Record list:
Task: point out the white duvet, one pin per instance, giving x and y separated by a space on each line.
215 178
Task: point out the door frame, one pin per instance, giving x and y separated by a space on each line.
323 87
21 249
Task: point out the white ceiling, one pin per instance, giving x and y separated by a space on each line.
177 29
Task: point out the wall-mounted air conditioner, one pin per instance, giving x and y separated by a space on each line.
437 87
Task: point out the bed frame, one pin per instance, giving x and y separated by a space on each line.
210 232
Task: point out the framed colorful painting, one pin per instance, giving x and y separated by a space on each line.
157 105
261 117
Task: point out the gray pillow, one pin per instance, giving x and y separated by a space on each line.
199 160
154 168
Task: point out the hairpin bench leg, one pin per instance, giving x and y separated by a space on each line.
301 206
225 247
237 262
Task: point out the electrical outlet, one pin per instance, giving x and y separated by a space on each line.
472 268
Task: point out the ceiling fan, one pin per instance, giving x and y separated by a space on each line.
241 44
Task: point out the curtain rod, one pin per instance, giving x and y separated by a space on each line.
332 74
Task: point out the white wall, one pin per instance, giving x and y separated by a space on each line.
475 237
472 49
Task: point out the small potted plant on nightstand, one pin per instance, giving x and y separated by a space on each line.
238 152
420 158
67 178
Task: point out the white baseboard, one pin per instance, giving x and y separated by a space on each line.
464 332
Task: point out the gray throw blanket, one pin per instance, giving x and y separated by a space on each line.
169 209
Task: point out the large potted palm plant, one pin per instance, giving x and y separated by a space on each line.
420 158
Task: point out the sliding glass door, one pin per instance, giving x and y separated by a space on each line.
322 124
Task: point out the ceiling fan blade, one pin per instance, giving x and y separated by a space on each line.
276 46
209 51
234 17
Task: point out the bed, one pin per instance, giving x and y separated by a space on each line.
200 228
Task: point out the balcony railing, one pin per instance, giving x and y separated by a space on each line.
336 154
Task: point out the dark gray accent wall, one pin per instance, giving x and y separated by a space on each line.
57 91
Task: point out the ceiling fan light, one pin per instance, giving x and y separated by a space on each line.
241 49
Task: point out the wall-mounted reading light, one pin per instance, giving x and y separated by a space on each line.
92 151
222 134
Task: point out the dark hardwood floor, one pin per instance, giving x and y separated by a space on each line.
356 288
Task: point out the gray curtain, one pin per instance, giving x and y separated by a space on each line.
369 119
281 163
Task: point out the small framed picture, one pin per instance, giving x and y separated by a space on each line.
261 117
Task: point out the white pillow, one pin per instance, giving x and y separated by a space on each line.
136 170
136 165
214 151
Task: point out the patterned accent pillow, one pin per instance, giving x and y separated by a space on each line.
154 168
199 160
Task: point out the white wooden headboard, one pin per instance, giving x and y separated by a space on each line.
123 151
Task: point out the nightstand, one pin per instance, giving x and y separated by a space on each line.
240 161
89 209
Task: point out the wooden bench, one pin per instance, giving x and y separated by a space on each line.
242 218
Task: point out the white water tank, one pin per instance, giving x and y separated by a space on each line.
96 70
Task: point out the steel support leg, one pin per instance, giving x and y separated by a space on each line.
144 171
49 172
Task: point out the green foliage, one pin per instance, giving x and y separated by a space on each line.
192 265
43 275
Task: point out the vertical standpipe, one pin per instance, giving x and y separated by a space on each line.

What you need to do: Write out the data from the line containing "Task: point out the white water" through the end as a numbered list, leaving out any blank lines.

Full output:
1. Task: point out the white water tank, one pin per instance, giving x and y separated by a space on each line.
2. 96 70
3. Task: point out the steel support leg, one pin per instance, giving x and y separated by a space on each line.
4. 144 171
5. 49 172
6. Task: point out the green foliage, one pin per instance, giving x and y separated by a space on each line.
7. 192 265
8. 43 275
9. Task: point out the vertical standpipe, one pin per instance, giving x and y separated by a space on each line.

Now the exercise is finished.